READING TEXT
--- START ---

L.V. Chimay Red, also called Première is the original, first brewed in 1862. In French, Première means the first one. It’s copper in color, with a sweet, fruity taste.

The Blue or Grand Réserve was called Special Noel up until 1982. It was first brewed in 1956 as a Christmas beer, which always sold out around the holidays. So the monks, wanting to give more money to charity, decided to change the name and brew it year-round. Blue is higher in alcohol, maltier and more complex than Red.

White or Cinq Cents is a triple, first brewed in 1966. The white label confused some Americans because they assumed it was a white ale, but it obviously doesn’t taste like one, so the word triple was added to the label. Cinq Cents means 500 in French. It was named that because when the Prince of Chimay was awarded his title, the actual title was 500 years old. A big party was thrown, where they honored the Prince with this beer, and called it Cinq Cents.

Dorée, the French word for gold, was named for the gold capsule on the bottle. This foil cap was used to distinguish the beer because it was brewed for the monks’ own consumption. Dorée wasn’t released for sale until 2013. The recipe is based on the triple with less alcohol. It’s only 4.8%. And it’s brewed with coriander and orange peel. It’s a great beer, very easy drinking.

D.L. What makes Chimay so special?

L.V. The motto of the monks of Scourmont is: we buy the best ingredients and use the most up-to-date equipment to brew the best beer to our knowledge.

In Belgium especially, Trappist beers are considered the top beers of the land because the monks don’t cut any corners. They use the best ingredients and the best technology to make their beer. And in the case of Chimay, they have their own water wells. If you ask the monks what the secret to their recipes are, they say two things: the water and the yeast. All the grains used to make the beer come from the region of Chimay.

The monks are very specific about the pesticides that the farmers cannot use, so it becomes pricey, but the monks will pay whatever they have to, to get the best quality. They like to keep the money in the region.

Entrance to the Scourmont Abbey

D.L. The monk’s have a special place in their hearts for American soldiers. Tell us why.

L.V. After World War II, and up until about 10 years ago, the monks purchased Cascade hops from America. The reason being, they wanted to thank American soldiers, who died in the war liberating Belgian monasteries. When the brewing industry in the U.S. exploded in popularity, the price of hops rose significantly, so the monks had no choice but to purchase their hops from Germany, which they still do today.

D.L. How much Chimay do the monks drink in a day?

L.V. They drank a lot more in the late 1800s, when they did so to get through the Lenten fast and arduous farming duties. Now, many of the monks are older, so they drink less, and that’s one of the reasons they brewed Dorée – it’s a lot lower in alcohol, so it’s easier to consume.

D.L. How many monks are a part of the Scourmont Abbey and what does a typical day look like for a monk?

L.V. At this point, there are about a dozen monks at the Abbey. They don’t like to mix the very old monks with young ones because the older monks are quite set in their ways. It is a very austere lifestyle. 365 days a year they get up at 3:30 AM and attend seven church services a day. They pretty much pray 7 hours a day, work 7 hours a day and sleep the rest. They each have a tiny cell, which includes a bed, a sink and a small desk… that’s it.

D.L. Is the Abbey a big part of the community?

--- END ---

Excerpts from location labeling data
--- START ---

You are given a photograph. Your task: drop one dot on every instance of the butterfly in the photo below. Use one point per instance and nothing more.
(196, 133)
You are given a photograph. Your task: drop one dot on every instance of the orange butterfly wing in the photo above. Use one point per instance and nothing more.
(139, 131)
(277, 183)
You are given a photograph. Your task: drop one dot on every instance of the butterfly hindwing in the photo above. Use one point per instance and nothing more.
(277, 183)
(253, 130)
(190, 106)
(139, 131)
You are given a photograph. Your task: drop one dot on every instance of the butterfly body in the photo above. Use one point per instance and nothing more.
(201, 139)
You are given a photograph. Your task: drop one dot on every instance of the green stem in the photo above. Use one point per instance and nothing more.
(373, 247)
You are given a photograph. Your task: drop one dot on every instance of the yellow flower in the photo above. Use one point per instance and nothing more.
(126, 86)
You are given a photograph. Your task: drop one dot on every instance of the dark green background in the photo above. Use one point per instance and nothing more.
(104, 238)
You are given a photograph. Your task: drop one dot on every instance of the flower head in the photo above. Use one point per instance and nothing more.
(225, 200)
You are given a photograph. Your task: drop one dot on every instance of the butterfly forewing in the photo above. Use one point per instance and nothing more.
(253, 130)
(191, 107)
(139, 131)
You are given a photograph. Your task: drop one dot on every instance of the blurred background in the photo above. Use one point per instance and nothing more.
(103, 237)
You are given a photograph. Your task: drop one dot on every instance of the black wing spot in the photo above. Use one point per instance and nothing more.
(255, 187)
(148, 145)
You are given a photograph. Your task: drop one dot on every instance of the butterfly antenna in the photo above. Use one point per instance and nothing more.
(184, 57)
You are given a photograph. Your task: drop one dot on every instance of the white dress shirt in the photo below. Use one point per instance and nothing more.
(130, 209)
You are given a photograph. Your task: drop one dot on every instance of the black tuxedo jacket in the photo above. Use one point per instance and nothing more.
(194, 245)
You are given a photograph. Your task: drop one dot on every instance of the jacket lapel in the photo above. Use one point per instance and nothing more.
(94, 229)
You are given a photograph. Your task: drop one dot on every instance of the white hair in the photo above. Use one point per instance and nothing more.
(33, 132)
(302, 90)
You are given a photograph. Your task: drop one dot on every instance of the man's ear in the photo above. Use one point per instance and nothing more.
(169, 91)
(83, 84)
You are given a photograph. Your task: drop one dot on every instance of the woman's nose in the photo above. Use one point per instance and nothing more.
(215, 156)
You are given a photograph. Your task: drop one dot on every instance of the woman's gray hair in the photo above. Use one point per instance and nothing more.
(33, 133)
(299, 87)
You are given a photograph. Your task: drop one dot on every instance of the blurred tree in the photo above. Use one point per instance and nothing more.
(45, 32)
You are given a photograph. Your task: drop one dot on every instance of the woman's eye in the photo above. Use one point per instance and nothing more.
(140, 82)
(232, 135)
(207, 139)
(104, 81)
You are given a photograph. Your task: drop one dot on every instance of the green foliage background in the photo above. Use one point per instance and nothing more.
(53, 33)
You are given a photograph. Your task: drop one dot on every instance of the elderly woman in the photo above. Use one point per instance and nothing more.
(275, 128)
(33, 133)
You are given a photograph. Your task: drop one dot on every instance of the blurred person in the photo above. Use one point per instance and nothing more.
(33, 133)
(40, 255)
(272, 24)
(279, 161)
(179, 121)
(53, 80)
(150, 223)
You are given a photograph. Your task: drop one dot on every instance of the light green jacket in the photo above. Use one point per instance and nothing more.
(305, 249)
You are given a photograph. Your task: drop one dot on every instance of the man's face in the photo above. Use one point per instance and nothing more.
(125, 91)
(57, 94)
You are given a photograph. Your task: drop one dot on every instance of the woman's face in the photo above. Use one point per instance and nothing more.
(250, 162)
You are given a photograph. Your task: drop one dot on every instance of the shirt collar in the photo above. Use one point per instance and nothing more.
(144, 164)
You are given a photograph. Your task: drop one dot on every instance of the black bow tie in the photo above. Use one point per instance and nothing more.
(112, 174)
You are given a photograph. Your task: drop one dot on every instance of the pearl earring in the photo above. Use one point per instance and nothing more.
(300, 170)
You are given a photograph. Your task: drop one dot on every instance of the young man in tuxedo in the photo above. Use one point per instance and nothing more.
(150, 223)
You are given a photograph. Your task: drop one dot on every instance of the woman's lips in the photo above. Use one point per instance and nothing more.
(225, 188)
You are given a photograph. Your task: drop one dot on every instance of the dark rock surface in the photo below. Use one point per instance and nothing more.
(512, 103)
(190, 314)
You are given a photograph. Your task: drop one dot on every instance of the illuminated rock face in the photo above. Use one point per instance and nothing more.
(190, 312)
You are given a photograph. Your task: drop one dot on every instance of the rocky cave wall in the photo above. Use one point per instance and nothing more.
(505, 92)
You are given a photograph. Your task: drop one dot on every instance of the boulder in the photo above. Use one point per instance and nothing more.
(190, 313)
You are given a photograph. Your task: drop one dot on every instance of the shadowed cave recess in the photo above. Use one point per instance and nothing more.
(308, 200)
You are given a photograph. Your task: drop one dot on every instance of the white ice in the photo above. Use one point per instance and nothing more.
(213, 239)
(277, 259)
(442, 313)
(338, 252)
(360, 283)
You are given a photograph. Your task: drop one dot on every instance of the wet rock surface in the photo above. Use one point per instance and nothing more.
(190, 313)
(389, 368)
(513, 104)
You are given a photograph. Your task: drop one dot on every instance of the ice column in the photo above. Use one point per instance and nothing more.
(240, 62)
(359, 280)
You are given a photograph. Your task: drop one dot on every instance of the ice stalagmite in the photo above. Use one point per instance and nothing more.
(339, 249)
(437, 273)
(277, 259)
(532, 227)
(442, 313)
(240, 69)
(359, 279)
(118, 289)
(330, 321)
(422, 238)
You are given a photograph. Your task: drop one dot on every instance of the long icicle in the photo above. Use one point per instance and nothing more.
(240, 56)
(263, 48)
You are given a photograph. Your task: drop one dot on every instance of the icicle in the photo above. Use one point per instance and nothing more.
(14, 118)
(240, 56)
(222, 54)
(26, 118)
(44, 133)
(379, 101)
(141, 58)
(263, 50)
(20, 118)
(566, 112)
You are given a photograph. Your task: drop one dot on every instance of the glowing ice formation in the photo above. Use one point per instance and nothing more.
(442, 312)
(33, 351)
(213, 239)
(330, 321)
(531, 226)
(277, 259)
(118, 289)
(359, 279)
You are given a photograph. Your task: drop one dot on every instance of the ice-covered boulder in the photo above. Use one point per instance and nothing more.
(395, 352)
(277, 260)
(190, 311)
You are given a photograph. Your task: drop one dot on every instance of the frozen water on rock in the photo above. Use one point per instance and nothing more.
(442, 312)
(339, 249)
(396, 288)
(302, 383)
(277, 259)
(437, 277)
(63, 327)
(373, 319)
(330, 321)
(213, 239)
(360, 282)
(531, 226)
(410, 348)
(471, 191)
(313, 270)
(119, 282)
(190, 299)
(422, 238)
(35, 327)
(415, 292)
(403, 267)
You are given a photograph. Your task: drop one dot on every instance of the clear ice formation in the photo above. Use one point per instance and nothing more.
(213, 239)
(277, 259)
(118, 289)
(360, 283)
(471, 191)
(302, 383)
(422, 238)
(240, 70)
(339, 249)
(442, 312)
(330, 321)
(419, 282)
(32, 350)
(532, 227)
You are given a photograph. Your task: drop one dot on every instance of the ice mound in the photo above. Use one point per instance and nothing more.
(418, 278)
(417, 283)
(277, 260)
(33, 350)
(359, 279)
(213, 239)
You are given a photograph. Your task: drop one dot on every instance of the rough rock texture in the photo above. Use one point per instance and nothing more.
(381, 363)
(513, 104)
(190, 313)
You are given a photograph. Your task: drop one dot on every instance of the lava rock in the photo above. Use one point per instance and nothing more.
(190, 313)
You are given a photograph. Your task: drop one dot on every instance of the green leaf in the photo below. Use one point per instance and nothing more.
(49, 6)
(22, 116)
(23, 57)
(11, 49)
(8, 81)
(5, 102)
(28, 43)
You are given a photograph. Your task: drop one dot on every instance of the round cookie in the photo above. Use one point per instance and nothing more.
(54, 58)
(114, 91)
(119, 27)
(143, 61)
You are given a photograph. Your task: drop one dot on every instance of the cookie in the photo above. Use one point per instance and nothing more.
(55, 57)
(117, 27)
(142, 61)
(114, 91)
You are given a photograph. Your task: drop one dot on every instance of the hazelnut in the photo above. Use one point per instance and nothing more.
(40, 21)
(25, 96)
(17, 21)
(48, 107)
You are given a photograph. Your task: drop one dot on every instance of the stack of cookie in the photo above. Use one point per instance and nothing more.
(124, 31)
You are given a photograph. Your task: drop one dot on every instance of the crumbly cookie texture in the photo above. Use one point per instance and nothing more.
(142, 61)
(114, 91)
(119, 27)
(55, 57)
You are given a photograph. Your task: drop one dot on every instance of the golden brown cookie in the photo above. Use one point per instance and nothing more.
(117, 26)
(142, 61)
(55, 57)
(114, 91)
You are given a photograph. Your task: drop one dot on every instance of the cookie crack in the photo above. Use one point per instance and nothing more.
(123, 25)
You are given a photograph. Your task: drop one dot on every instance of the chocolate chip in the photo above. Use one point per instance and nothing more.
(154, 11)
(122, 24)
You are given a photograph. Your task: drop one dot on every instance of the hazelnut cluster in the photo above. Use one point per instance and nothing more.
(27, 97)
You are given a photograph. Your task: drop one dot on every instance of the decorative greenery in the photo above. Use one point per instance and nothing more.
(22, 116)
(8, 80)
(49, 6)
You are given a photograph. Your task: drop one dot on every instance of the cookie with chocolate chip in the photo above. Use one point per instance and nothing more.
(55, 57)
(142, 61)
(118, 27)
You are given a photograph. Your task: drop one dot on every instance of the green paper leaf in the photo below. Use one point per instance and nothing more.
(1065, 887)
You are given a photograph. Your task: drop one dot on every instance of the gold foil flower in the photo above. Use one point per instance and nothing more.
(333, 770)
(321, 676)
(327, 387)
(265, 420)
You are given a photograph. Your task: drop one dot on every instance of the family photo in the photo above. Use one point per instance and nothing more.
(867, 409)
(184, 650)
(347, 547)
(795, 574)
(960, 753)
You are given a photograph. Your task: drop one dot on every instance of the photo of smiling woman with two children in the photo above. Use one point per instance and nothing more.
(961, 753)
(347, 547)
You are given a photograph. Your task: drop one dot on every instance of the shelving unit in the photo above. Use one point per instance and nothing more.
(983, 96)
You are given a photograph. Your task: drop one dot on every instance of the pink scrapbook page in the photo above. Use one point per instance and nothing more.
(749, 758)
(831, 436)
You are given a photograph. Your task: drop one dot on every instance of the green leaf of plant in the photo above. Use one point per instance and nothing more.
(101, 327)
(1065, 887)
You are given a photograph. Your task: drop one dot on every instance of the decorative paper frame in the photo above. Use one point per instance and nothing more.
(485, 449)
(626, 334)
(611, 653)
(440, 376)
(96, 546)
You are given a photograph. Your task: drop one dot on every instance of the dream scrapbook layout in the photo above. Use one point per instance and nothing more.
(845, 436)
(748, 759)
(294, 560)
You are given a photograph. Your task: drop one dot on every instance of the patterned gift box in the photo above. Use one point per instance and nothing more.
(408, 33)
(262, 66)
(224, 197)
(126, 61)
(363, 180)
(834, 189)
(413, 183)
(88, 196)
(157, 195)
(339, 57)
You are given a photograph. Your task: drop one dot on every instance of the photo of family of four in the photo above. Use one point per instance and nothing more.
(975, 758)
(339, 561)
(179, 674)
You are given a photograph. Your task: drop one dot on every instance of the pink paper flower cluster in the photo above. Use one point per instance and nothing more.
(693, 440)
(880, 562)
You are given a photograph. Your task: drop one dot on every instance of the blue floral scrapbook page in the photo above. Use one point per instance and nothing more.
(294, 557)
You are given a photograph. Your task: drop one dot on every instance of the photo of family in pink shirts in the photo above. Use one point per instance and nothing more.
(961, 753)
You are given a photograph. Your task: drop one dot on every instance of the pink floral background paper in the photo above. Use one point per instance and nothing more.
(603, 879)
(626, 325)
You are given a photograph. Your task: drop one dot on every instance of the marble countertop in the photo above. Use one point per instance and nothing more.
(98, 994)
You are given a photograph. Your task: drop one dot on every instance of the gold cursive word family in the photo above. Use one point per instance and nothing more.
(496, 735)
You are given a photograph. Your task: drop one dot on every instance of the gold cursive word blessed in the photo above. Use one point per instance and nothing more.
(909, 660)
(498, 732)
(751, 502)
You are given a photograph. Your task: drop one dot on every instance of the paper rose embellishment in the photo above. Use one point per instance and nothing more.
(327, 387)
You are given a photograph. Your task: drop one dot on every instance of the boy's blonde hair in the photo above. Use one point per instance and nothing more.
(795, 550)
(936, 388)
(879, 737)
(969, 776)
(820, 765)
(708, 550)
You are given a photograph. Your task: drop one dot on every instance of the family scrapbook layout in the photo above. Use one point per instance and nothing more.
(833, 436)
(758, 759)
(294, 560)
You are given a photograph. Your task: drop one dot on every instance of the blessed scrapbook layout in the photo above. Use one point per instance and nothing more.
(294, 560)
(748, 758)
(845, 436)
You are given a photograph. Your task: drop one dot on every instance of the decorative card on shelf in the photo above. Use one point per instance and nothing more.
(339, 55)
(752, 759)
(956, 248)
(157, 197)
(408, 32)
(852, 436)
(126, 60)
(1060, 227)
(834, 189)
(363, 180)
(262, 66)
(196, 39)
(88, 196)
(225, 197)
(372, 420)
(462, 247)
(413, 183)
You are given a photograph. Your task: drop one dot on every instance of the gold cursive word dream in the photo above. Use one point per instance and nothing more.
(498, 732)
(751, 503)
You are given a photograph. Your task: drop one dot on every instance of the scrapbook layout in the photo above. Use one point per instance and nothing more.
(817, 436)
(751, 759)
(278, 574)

--- END ---

EXERCISES TO COMPLETE
a. Count the lines of the records that contain the string "hair", and give only that number.
b. Please go on with the interview about Chimay beer, picking up after its final line.
The interview and the records have no connection to each other.

ANSWERS IN ORDER
a. 3

b.
L.V. Yes. It’s the biggest employer in the region of Chimay. They support schools and organizations and they loan money to entrepreneurs who want to open businesses, but are turned down by the bank for a loan.

D.L. What is the Chimay-Wartoise Foundation?

L.V. It’s a public service foundation that was created in 1996, funded by Scourmont Abbey’s monastic community. It’s run by laypeople whose job is to give the monks’ money away to assist charitable causes.

D.L. Why is Philadelphia important to Chimay?

L.V. When Chimay was first sold in the U.S., Texas was the first state to carry it, then Chicago and I think Philly next. Ed Friedland of Friedland Beverage owned the rights for the whole state of PA until 2006 when he sold his business to Kunda, who then sold to Origlio. Being such a great beer city, Philly really embraced Belgian beer early on. I think Tom Peters of Monk’s Cafe may have had something to do with that. In the mid-‘80s, there were pretty much only two specialty Belgian beers available in the U.S. – Duvel and Chimay. Philly really seemed to embrace both. Today you can purchase Chimay in all 50 states.

D.L. The monks were hesitant to put their beer in draught. Why is that?

L.V. Back in the late ‘80s and early ‘90s bars only had 4-5 beers on tap, but when specialty beers began to grow, the draught selection at bars also grew. The monks were concerned about the quality of their beer if it were put on draught. They worried that lines weren’t being cleaned properly and that their beer would not taste right. They finally decided to put Triple in draught in 2001. At that time, it was only 13% of their sales, so if it didn’t work, it wouldn’t be too much of a setback. Triple did extremely well on draught, so Première and Grand Réserve became available in draught in 2011, followed by Dorée a few years later.

D.L. How much Chimay is sold worldwide? And how many cases are imported into the States every year?

L.V. Worldwide we only sell 2.5 million cases of Chimay a year, so we’re still a craft brewery. In the U.S., it’s between 300,000 and 350,000 cases annually.

D.L. Why should younger drinkers try Chimay if they haven’t already?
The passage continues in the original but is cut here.